§ Written problem
Count the lines in the data below that contain the string "beanie". Reply with the number alone.

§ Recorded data
— start —
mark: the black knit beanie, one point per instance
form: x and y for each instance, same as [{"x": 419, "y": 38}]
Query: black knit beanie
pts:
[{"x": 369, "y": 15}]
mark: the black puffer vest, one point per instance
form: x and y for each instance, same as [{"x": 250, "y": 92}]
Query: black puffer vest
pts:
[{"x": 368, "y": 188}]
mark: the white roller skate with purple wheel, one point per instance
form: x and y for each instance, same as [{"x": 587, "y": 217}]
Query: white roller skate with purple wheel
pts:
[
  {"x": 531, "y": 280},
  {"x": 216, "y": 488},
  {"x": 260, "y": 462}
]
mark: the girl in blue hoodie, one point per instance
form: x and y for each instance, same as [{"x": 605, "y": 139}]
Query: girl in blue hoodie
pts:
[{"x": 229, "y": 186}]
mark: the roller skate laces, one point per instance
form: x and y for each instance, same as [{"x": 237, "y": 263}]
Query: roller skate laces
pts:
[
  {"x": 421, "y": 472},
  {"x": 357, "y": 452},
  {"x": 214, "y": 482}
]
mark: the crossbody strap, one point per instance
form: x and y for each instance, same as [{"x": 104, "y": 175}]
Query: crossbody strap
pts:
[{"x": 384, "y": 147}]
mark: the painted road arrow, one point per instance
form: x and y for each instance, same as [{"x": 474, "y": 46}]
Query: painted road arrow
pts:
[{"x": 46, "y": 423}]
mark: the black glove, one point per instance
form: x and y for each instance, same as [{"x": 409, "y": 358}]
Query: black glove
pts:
— end —
— start —
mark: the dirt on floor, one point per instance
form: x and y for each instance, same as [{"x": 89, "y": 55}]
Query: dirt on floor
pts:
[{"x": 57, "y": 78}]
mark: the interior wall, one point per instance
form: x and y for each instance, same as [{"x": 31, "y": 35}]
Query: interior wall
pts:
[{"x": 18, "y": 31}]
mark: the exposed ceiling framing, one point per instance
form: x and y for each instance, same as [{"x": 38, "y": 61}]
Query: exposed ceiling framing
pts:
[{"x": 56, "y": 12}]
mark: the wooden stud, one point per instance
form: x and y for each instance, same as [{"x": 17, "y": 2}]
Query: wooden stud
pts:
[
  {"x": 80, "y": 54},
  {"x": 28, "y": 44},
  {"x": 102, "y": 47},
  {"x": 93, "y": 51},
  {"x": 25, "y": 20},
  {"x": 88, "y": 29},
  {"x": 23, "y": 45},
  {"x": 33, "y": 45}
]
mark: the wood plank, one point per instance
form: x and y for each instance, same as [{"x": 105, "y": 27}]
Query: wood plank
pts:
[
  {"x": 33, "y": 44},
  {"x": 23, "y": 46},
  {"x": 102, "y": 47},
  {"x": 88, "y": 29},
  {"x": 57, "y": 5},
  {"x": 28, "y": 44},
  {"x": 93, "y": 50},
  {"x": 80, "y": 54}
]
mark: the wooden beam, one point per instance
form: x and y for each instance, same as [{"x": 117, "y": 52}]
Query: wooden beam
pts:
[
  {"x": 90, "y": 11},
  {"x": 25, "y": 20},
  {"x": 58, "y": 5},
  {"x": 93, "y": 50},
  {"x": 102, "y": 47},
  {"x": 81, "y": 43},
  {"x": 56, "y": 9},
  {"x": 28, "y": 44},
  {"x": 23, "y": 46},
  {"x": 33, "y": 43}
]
— end —
§ Output of the exercise
2